### SOURCE DOCUMENT
┌────────
- Interactive map of Pereshchepyne urban hromada
- Country: Ukraine
- Oblast: Dnipropetrovsk Oblast
- Raion: Samar Raion
- Admin. center: Pereshchepyne

Area
- • Total: 573.85 km^{2} (221.56 sq mi)

Population (2018)
- • Total: 21,305
- • Density: 37.126/km^{2} (96.157/sq mi)
- CATOTTG code: UA12100090000022751
- Settlements: 21
- Cities: 1
- Rural settlements: 3
- Villages: 17
- Website: pereschepynske.otg.dp.gov.ua/ua

= Pereshchepyne urban hromada =

Pereshchepyne urban hromada (Перещепинська міська територіальна громада) is one of the hromadas of Ukraine, located in Samar Raion within Dnipropetrovsk Oblast. The administrative center is the city of Pereshchepyne.

The area of the territory is 573.85 km2, the population of the hromada is 21,305 (2018).
└────────
(Records pointing to named objects)
┌────────
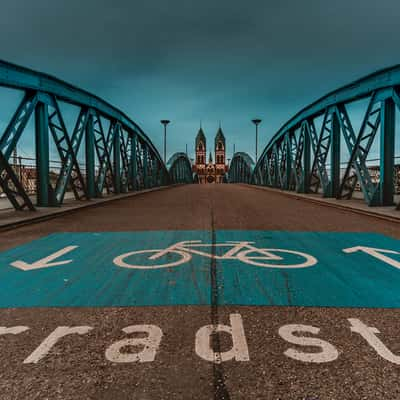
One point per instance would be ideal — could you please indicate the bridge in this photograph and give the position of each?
(121, 278)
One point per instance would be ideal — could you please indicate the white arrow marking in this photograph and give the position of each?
(377, 254)
(45, 262)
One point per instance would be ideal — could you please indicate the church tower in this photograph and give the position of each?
(220, 155)
(200, 162)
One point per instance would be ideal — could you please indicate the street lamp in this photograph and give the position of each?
(165, 122)
(256, 122)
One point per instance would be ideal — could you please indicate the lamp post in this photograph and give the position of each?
(165, 122)
(256, 122)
└────────
### TO-DO LIST
**a)** Please pull out the passage of the Pereshchepyne hromada text that begins at the words "- Interactive map" and stops after the words "(221.56 sq mi)", copying it word for word.
**b)** Extend the Pereshchepyne hromada text, picking up right after its last sentence.
The records come from a separate source, not from the Pereshchepyne hromada text.

### ANSWERS TO THE EXERCISE
**a)**
- Interactive map of Pereshchepyne urban hromada
- Country: Ukraine
- Oblast: Dnipropetrovsk Oblast
- Raion: Samar Raion
- Admin. center: Pereshchepyne

Area
- • Total: 573.85 km^{2} (221.56 sq mi)

**b)**
== History ==
Formed on February 2, 2018, by merging the territories and settlements of Pereshchepyne City and Bahate, Holubivka, Kernosivka, Mykhailivka Village Councils of Novomoskovsk Raion and Shandrivka Village Council of Yurivka Raion of Dnipropetrovsk Oblast.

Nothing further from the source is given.